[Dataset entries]
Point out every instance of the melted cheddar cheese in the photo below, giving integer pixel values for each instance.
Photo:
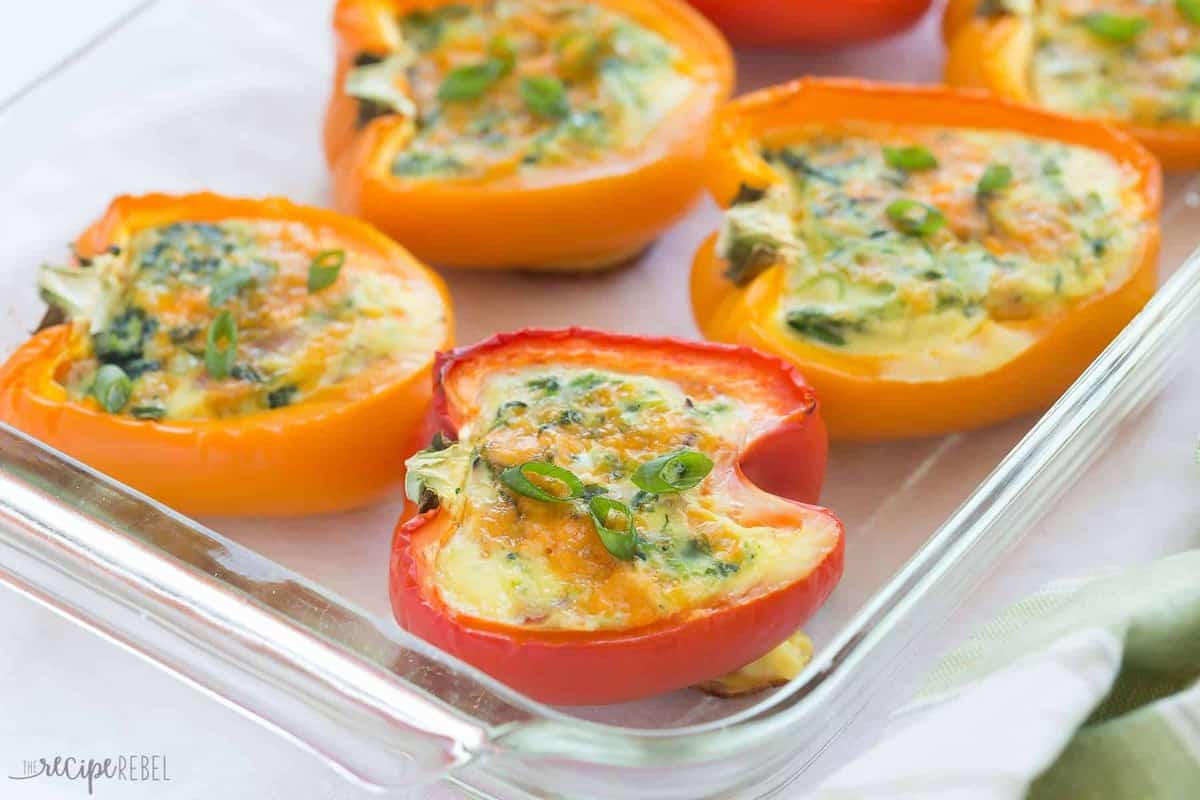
(510, 85)
(1135, 60)
(516, 560)
(148, 307)
(913, 241)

▸ **Problem**
Extract the lines above verbatim, omitting the picture from your response.

▸ **Answer for this exercise**
Point out every instance of the melted cheddar cheese in the photo below, giving integer pixel values for each instance.
Photo:
(510, 85)
(1135, 60)
(516, 560)
(148, 307)
(913, 241)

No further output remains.